In this At Home with Martin & Sylvia story, " The Shortest Day," where Martin and Sylvia live, the nights are getting longer and the days are getting shorter. When Momma suggests they spend more time outside with the sun, brother and sister decide to invite the daylight into all their play. They go sledding, build fairy houses, do farm chores and build a bonfire all with an eye on the sun - celebrating its shortest day of the year.
This craft is a perfect way to spend time with some sunshine even on the cloudiest days.
For as long as I can remember, the day after Thanksgiving was a very special day in my house. We would pull out all the dusty boxes from the attic, put on some music, make a warm drink, and begin the process of decorating our tree. As I grew up, the ornaments I put on the tree changed from year to year; they went from being handmade, like salt dough snowmen and sparkly snow flakes, to things bought on our vacations – like a wooden Pinocchio figure from my first trip to Italy. The one thing we always placed on top was this little angel I made when I was four. It was cut from a magazine and backed with aluminum foil to make it shiny. We were not religious people so I’m not sure why we had the angel other than for tradition’s sake.
Now that I am older and have children of my own, I’ve thought a lot about traditions, and especially what to put on top of the tree. Since we celebrate solstice as our main holiday in December, I feel there is no better thing to top our tree than a sun! Living in the desert we spend a lot of our days with sunshine.
Throughout history people who have celebrated solstice by decorating trees with oranges and candles to invite the sun to return and warm the earth. This sun tree topper is really bright and cheerful and will warm up any room with its vibrant color. As for tradition, in our home we hold off placing the sun on top of the tree until Solstice Eve; first we light our Yule Log and then place the sun on top of the tree and then turn the tree candles on – in the dark, for added dramatic effect.
Solstice Sun Tree Topper
Several pieces of felt in different hues of yellow (I used 100% wool. Using wool felt gives the topper a warm texture and keeps it sturdy.)
How to Make It
Start by plugging in the hot glue gun so it will be ready to go when you have all the pieces cut out.
Measure around the top of your tree, allowing for enough space to slide the holding rings over the branch. I used my small tree for this, and it measured 6 inches.

SUPPLIED ENTRIES
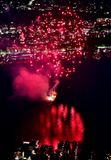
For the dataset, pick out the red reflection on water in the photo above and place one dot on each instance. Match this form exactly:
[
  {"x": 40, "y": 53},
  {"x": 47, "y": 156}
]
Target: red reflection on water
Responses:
[
  {"x": 51, "y": 124},
  {"x": 61, "y": 123}
]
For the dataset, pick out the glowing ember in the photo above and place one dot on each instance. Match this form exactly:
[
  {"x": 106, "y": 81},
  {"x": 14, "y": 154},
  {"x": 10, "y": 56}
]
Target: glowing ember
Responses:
[
  {"x": 51, "y": 96},
  {"x": 55, "y": 123}
]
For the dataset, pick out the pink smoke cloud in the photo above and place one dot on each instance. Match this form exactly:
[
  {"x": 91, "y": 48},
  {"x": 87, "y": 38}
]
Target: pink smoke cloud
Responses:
[{"x": 30, "y": 85}]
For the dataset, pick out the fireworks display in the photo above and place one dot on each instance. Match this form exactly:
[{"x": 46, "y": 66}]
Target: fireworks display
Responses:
[{"x": 56, "y": 40}]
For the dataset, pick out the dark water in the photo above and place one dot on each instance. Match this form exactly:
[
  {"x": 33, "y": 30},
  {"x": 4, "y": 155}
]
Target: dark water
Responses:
[
  {"x": 51, "y": 123},
  {"x": 88, "y": 90}
]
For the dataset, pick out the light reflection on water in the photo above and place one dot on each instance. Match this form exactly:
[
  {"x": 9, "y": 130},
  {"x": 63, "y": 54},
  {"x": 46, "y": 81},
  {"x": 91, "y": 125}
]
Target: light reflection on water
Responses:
[{"x": 52, "y": 124}]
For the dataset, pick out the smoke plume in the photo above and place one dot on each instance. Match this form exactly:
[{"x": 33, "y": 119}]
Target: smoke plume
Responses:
[{"x": 30, "y": 85}]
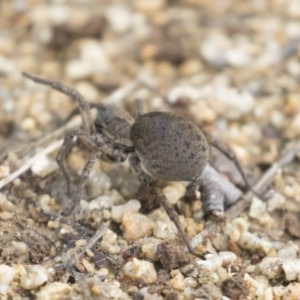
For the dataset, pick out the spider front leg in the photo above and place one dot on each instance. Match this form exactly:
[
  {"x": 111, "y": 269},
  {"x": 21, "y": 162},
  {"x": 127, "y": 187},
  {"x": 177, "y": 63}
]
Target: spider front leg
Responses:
[
  {"x": 68, "y": 141},
  {"x": 83, "y": 177},
  {"x": 163, "y": 201},
  {"x": 225, "y": 149}
]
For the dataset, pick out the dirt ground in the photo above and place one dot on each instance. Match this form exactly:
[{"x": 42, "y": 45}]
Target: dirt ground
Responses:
[{"x": 231, "y": 67}]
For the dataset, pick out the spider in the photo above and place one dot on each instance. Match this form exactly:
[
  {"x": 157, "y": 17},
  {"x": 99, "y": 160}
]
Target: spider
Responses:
[{"x": 159, "y": 145}]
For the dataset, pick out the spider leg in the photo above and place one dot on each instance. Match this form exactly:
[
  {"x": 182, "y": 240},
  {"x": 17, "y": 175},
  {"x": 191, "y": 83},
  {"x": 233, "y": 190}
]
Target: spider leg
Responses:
[
  {"x": 95, "y": 154},
  {"x": 83, "y": 104},
  {"x": 163, "y": 201},
  {"x": 68, "y": 141},
  {"x": 223, "y": 148}
]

OBJECTIVE
Carry on with the sun tree topper text, starting right after its last sentence. The listing comes from a separate source.

OUTPUT BELOW
Then cut two pieces of felt to the length of rectangle you need.
Next, decide how big you want the sun to be. I used the length of the top branch that sticks up from the tree to determine the size, then I used a bowl to trace a nice circle. Cut out two circles.
Starting with the darker hue of yellow, begin to glue each triangle down onto one of the circles. Run a line of glue along the edge of one triangle and place that down on the circle. Continue until you have filled in the whole circumference. Then repeat with the lighter hue, only place these triangles in between the spaces of the darker triangles.
When all the triangles have been glued down, run a line of glue along the outside edge of the other circle, and then place it on top of the circle with the triangles. You are now done with the sun.
Turn it over and attach the ring holders. To attach the ring holders, run a vertical line of glue down the middle of the rectangle.
Place the rectangle glue-side down on the bottom center of the sun, then repeat with the other rectangle on the top center. Now run a line of glue down one end side of the rectangle and close the loop. Repeat for the other loop.
Now you are done! Check to make sure there are no strings of hot glue flying off.
Place on your tree on Solstice Eve when you light your Yule Log and and enjoy!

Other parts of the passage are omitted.